_DATA TO EXAMINE_:
===

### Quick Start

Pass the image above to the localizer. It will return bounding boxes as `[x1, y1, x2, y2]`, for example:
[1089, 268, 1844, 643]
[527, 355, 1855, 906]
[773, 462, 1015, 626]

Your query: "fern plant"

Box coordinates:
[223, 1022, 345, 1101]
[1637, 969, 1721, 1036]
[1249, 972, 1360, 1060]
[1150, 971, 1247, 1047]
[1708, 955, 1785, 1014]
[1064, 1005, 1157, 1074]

===

_ACTIVITY_: From the records above, extract every entry exactly as given.

_OUTPUT FOR THIS TASK_:
### Quick Start

Pass the image above to the localizer. It will return bounding boxes as `[x1, y1, x2, y2]`, for example:
[1089, 268, 1844, 643]
[527, 355, 1855, 906]
[773, 462, 1015, 626]

Your query: "fern plant"

Box coordinates:
[223, 1022, 345, 1101]
[1637, 969, 1721, 1036]
[1249, 972, 1360, 1060]
[1150, 971, 1247, 1047]
[1708, 955, 1785, 1014]
[1064, 1005, 1157, 1074]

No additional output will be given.